(Source data)
..............................

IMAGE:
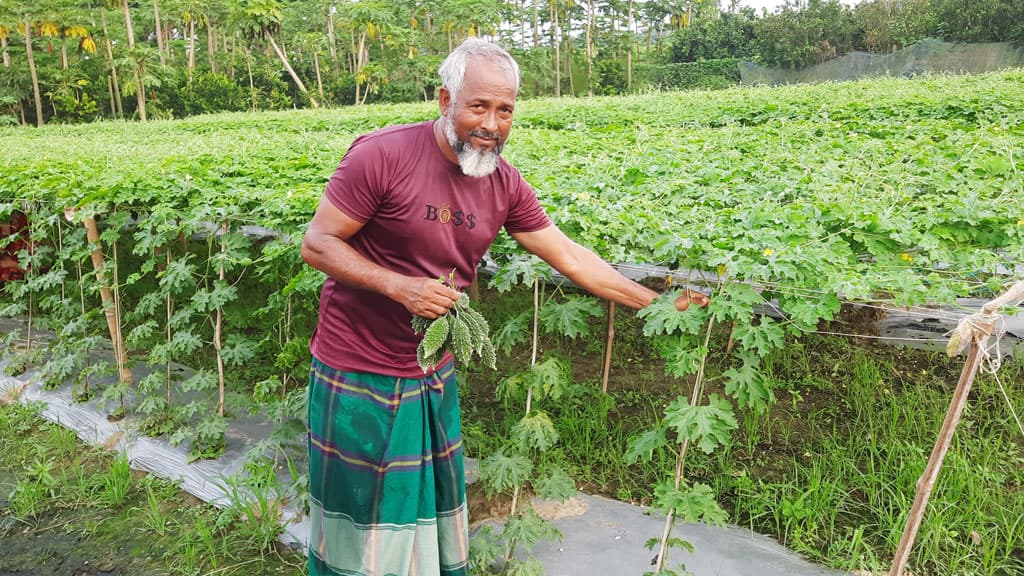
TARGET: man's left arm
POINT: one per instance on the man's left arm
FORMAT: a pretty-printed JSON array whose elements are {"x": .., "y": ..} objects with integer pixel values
[{"x": 589, "y": 272}]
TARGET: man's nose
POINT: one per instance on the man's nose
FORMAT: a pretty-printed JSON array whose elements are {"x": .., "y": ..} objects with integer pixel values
[{"x": 489, "y": 121}]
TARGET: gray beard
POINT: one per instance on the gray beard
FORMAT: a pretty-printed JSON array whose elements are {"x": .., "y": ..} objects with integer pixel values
[{"x": 472, "y": 162}]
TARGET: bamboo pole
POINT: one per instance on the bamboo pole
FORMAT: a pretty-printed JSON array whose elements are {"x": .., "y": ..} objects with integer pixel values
[
  {"x": 607, "y": 346},
  {"x": 927, "y": 481},
  {"x": 218, "y": 325},
  {"x": 92, "y": 235},
  {"x": 972, "y": 332}
]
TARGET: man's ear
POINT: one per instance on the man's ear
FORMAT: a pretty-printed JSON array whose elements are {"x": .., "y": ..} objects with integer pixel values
[{"x": 443, "y": 99}]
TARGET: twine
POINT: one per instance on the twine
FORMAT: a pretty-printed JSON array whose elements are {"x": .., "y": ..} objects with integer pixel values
[{"x": 979, "y": 327}]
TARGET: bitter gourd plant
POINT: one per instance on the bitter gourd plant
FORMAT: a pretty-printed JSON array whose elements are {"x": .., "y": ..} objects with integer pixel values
[{"x": 463, "y": 331}]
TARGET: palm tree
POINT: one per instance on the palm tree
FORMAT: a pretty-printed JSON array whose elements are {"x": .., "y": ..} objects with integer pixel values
[
  {"x": 137, "y": 69},
  {"x": 24, "y": 18},
  {"x": 261, "y": 19},
  {"x": 370, "y": 19}
]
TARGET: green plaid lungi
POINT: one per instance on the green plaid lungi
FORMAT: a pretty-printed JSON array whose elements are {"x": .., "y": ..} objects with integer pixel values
[{"x": 387, "y": 492}]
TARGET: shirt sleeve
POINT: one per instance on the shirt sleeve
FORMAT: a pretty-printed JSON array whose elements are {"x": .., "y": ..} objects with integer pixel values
[
  {"x": 359, "y": 182},
  {"x": 525, "y": 212}
]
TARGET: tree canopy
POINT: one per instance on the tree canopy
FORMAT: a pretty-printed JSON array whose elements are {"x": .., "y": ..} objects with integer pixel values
[{"x": 72, "y": 60}]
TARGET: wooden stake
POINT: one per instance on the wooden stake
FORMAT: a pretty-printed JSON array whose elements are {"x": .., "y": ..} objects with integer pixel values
[
  {"x": 92, "y": 234},
  {"x": 607, "y": 346},
  {"x": 977, "y": 333},
  {"x": 218, "y": 325},
  {"x": 927, "y": 481}
]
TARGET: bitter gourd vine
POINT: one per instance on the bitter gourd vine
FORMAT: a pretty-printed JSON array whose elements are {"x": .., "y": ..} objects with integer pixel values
[{"x": 463, "y": 331}]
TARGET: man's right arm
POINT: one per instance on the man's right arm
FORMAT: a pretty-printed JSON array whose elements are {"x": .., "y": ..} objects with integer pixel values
[{"x": 326, "y": 247}]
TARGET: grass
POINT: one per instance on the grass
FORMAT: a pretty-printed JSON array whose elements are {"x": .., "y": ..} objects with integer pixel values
[
  {"x": 68, "y": 508},
  {"x": 830, "y": 470}
]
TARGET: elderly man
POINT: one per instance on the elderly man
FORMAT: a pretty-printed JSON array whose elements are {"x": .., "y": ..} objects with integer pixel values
[{"x": 408, "y": 205}]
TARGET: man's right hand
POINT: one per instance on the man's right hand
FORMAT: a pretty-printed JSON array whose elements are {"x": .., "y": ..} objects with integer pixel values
[{"x": 425, "y": 296}]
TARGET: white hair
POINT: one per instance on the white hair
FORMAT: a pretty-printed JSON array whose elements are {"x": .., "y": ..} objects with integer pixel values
[{"x": 453, "y": 70}]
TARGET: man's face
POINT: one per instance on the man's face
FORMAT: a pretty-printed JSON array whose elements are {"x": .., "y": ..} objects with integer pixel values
[{"x": 477, "y": 124}]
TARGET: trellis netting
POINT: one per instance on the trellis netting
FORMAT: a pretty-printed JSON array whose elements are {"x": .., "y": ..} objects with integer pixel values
[{"x": 927, "y": 56}]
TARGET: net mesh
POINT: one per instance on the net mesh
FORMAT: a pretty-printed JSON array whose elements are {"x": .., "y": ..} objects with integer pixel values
[{"x": 927, "y": 56}]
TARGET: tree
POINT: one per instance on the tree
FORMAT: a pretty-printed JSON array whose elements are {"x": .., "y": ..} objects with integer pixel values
[
  {"x": 261, "y": 19},
  {"x": 24, "y": 18},
  {"x": 729, "y": 36}
]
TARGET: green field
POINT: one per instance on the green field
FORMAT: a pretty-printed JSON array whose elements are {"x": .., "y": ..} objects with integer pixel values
[{"x": 888, "y": 192}]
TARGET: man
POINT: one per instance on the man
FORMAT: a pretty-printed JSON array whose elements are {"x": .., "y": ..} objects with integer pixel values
[{"x": 408, "y": 205}]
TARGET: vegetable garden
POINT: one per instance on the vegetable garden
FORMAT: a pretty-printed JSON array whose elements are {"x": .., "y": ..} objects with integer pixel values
[{"x": 180, "y": 240}]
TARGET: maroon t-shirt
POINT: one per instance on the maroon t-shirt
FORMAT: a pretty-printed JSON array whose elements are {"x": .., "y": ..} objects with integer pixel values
[{"x": 423, "y": 217}]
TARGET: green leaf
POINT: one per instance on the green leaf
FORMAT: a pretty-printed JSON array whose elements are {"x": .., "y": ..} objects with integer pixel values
[
  {"x": 683, "y": 360},
  {"x": 696, "y": 503},
  {"x": 178, "y": 275},
  {"x": 527, "y": 529},
  {"x": 514, "y": 332},
  {"x": 643, "y": 446},
  {"x": 140, "y": 333},
  {"x": 764, "y": 337},
  {"x": 569, "y": 318},
  {"x": 503, "y": 474},
  {"x": 202, "y": 380},
  {"x": 520, "y": 270},
  {"x": 535, "y": 432},
  {"x": 238, "y": 351},
  {"x": 663, "y": 318},
  {"x": 555, "y": 485},
  {"x": 807, "y": 312},
  {"x": 706, "y": 426},
  {"x": 734, "y": 302},
  {"x": 183, "y": 343},
  {"x": 749, "y": 385}
]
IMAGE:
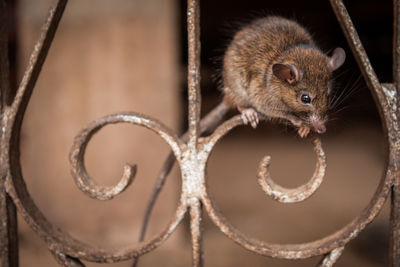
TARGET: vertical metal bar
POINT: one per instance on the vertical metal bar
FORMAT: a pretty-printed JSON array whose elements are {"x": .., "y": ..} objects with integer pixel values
[
  {"x": 196, "y": 231},
  {"x": 394, "y": 253},
  {"x": 8, "y": 216},
  {"x": 193, "y": 27},
  {"x": 358, "y": 49}
]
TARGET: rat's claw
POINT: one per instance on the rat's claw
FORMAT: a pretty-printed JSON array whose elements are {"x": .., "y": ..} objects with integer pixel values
[
  {"x": 304, "y": 131},
  {"x": 249, "y": 115}
]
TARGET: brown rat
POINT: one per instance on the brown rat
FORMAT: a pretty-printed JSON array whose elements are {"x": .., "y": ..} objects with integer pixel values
[{"x": 273, "y": 69}]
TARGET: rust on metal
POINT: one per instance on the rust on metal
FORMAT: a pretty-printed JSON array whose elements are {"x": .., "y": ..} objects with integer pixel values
[
  {"x": 300, "y": 193},
  {"x": 331, "y": 257},
  {"x": 193, "y": 28},
  {"x": 394, "y": 243},
  {"x": 192, "y": 153}
]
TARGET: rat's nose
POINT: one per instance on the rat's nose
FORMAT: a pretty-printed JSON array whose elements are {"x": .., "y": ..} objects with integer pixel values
[
  {"x": 320, "y": 128},
  {"x": 318, "y": 124}
]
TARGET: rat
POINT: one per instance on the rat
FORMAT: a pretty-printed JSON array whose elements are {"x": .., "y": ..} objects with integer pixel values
[{"x": 272, "y": 69}]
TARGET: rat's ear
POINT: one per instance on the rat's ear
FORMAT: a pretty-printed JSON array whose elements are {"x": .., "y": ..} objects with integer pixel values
[
  {"x": 286, "y": 72},
  {"x": 337, "y": 58}
]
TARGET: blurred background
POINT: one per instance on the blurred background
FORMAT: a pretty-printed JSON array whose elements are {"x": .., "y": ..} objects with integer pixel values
[{"x": 131, "y": 55}]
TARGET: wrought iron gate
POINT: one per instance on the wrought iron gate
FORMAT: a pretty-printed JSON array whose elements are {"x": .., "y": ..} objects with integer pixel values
[{"x": 192, "y": 158}]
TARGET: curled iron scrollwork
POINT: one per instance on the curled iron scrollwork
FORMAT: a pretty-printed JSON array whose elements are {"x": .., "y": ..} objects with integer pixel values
[{"x": 192, "y": 158}]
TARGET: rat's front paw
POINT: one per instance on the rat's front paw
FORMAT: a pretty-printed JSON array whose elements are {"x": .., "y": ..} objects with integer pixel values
[
  {"x": 249, "y": 115},
  {"x": 303, "y": 131}
]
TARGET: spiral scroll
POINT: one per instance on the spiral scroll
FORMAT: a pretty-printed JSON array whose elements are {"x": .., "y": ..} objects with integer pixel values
[{"x": 301, "y": 193}]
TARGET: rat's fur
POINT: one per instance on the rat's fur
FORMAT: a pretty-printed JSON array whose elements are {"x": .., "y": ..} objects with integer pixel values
[{"x": 252, "y": 81}]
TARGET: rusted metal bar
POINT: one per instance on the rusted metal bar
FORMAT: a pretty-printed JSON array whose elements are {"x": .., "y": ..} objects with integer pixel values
[
  {"x": 330, "y": 259},
  {"x": 8, "y": 214},
  {"x": 394, "y": 247},
  {"x": 358, "y": 51},
  {"x": 193, "y": 28},
  {"x": 196, "y": 231}
]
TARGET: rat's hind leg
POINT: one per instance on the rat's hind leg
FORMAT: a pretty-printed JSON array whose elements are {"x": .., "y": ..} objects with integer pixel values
[
  {"x": 249, "y": 115},
  {"x": 303, "y": 131}
]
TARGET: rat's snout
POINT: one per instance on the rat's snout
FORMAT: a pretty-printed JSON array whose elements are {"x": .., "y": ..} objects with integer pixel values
[
  {"x": 320, "y": 128},
  {"x": 317, "y": 124}
]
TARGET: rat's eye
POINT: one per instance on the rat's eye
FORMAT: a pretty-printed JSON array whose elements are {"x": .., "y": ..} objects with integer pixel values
[{"x": 305, "y": 99}]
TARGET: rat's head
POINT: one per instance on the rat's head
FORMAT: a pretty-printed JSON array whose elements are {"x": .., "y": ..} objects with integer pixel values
[{"x": 303, "y": 77}]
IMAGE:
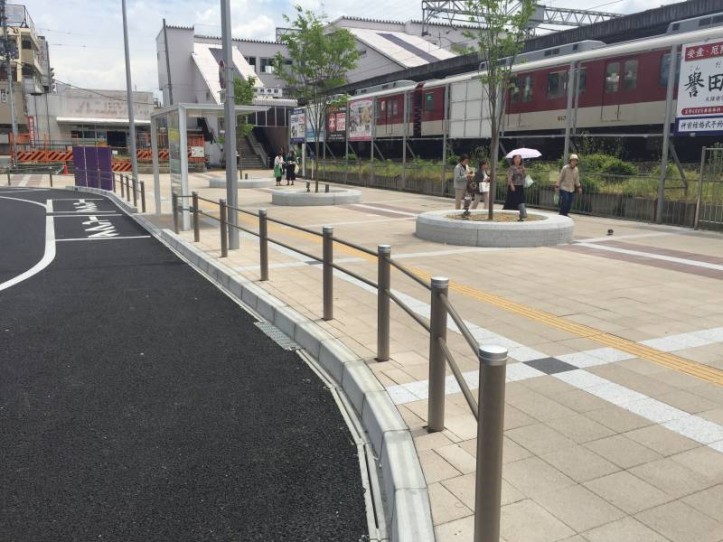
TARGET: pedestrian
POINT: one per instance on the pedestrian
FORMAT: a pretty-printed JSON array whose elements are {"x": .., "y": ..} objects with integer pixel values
[
  {"x": 568, "y": 182},
  {"x": 461, "y": 175},
  {"x": 516, "y": 187},
  {"x": 279, "y": 166},
  {"x": 482, "y": 178},
  {"x": 291, "y": 167}
]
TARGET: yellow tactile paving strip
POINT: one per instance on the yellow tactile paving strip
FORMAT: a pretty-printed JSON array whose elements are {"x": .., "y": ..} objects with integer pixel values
[{"x": 665, "y": 359}]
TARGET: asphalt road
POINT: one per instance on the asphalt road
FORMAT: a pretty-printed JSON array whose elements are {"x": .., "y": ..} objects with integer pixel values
[{"x": 139, "y": 403}]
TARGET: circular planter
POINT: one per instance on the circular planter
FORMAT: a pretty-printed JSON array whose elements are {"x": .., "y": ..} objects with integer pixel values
[
  {"x": 551, "y": 230},
  {"x": 300, "y": 198},
  {"x": 220, "y": 182}
]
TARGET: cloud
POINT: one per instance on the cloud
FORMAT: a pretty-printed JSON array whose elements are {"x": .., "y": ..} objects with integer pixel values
[{"x": 86, "y": 37}]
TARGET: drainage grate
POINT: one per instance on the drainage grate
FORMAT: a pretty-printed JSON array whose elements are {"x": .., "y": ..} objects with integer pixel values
[{"x": 278, "y": 336}]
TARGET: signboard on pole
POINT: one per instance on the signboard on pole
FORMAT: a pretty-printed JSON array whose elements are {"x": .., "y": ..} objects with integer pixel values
[
  {"x": 360, "y": 119},
  {"x": 700, "y": 89},
  {"x": 297, "y": 125}
]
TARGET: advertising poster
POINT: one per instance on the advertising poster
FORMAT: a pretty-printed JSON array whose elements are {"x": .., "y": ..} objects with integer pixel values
[
  {"x": 700, "y": 89},
  {"x": 360, "y": 119},
  {"x": 336, "y": 123},
  {"x": 297, "y": 125}
]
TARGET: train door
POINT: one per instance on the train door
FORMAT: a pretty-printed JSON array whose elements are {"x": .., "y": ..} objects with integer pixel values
[
  {"x": 610, "y": 103},
  {"x": 417, "y": 107}
]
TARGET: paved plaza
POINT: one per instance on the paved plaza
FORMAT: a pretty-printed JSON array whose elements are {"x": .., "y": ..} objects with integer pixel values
[{"x": 614, "y": 400}]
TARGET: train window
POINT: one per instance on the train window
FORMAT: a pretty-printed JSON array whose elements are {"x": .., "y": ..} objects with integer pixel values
[
  {"x": 556, "y": 85},
  {"x": 612, "y": 77},
  {"x": 665, "y": 69},
  {"x": 527, "y": 88},
  {"x": 429, "y": 101},
  {"x": 582, "y": 80},
  {"x": 630, "y": 81}
]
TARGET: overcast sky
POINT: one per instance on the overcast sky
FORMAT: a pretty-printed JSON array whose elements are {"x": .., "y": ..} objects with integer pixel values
[{"x": 86, "y": 36}]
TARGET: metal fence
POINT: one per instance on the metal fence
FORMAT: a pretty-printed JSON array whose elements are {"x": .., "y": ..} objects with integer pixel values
[
  {"x": 631, "y": 197},
  {"x": 709, "y": 198},
  {"x": 489, "y": 413}
]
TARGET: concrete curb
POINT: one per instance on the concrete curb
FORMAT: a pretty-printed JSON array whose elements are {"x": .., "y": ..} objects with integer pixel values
[
  {"x": 407, "y": 509},
  {"x": 301, "y": 198},
  {"x": 552, "y": 230}
]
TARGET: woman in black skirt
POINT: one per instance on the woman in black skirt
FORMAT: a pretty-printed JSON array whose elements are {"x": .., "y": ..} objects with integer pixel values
[{"x": 515, "y": 198}]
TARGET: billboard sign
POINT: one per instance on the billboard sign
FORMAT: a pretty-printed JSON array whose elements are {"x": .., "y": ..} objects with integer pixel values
[
  {"x": 700, "y": 89},
  {"x": 360, "y": 119},
  {"x": 336, "y": 123},
  {"x": 297, "y": 125}
]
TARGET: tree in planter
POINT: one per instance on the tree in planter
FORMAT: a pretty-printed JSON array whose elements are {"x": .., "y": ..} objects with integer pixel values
[
  {"x": 320, "y": 59},
  {"x": 243, "y": 95},
  {"x": 500, "y": 28}
]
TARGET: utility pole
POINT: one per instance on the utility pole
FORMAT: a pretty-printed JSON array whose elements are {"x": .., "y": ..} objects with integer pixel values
[
  {"x": 9, "y": 53},
  {"x": 129, "y": 91}
]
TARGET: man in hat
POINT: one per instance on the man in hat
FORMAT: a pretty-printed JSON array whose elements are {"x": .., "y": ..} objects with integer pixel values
[{"x": 568, "y": 182}]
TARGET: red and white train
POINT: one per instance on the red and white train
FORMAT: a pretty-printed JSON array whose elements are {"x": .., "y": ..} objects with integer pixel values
[{"x": 621, "y": 90}]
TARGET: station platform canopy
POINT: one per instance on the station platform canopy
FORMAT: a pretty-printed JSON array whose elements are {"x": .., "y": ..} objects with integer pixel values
[{"x": 174, "y": 119}]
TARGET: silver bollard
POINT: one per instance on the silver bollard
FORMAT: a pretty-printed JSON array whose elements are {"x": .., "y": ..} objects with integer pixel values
[
  {"x": 437, "y": 362},
  {"x": 263, "y": 244},
  {"x": 490, "y": 427},
  {"x": 328, "y": 272},
  {"x": 223, "y": 216},
  {"x": 174, "y": 204},
  {"x": 196, "y": 225},
  {"x": 384, "y": 285}
]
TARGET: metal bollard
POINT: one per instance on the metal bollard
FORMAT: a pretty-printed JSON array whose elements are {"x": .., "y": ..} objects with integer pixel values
[
  {"x": 488, "y": 484},
  {"x": 263, "y": 244},
  {"x": 196, "y": 228},
  {"x": 143, "y": 196},
  {"x": 174, "y": 204},
  {"x": 437, "y": 364},
  {"x": 383, "y": 301},
  {"x": 223, "y": 215},
  {"x": 328, "y": 272}
]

..............................

THE EXERCISE: Return exactly the lines from the one containing "TARGET: billboard sign" to the last line of the data, and nothing more.

ANSWER:
TARGET: billboard sign
POINT: one per instance on the billboard sign
FORMAT: a pretty-printed JSON array whose elements are {"x": .., "y": ..} objects with integer pixel values
[
  {"x": 700, "y": 89},
  {"x": 360, "y": 119},
  {"x": 336, "y": 123},
  {"x": 297, "y": 125}
]
TARGET: tree in planter
POINT: one per instance on the tree in planter
FORMAT: a pretty-printed JSON array whose elements are {"x": .., "y": ..} objects with integer pixel values
[
  {"x": 320, "y": 59},
  {"x": 243, "y": 95},
  {"x": 500, "y": 28}
]
TARGET: utility pole
POINT: one per instance on the utility pole
FORMAT: a pretty-printed JSON array whose elements are {"x": .., "y": ..} objects with integer pixel values
[
  {"x": 9, "y": 53},
  {"x": 129, "y": 91}
]
TARGET: man in hat
POINT: one per instance on the man in hat
FORMAT: a pretty-printed JSON array whose elements are {"x": .., "y": ..} objects with integer pixel values
[{"x": 568, "y": 182}]
TARGET: red and white train
POINT: one per instance on the red and white train
FORMAT: a pretty-printed JSON array whose elements are {"x": .., "y": ..} objects with integer pixel values
[{"x": 621, "y": 90}]
TARGET: station platform canopy
POINT: one per instance on the station platform canopy
FORMAT: a pretty-printed JSON array whose elements are {"x": .., "y": ..} objects with integer pixel values
[{"x": 174, "y": 119}]
TARGET: silver bollard
POINT: one per instance on the silver bollard
FORMAT: a pretty-printed JSON array whose elements are {"x": .., "y": ..} objects with integer pixel values
[
  {"x": 437, "y": 362},
  {"x": 263, "y": 244},
  {"x": 490, "y": 427},
  {"x": 328, "y": 272},
  {"x": 223, "y": 216},
  {"x": 174, "y": 204},
  {"x": 196, "y": 225},
  {"x": 384, "y": 285}
]
TARGET: metal bollard
POINT: one per instance on the metal bollard
FORMAT: a pretty-printed JSON array whose elements are {"x": .., "y": ..} objects with integer pixel values
[
  {"x": 488, "y": 484},
  {"x": 263, "y": 244},
  {"x": 196, "y": 228},
  {"x": 143, "y": 196},
  {"x": 174, "y": 204},
  {"x": 437, "y": 364},
  {"x": 383, "y": 301},
  {"x": 223, "y": 215},
  {"x": 328, "y": 272}
]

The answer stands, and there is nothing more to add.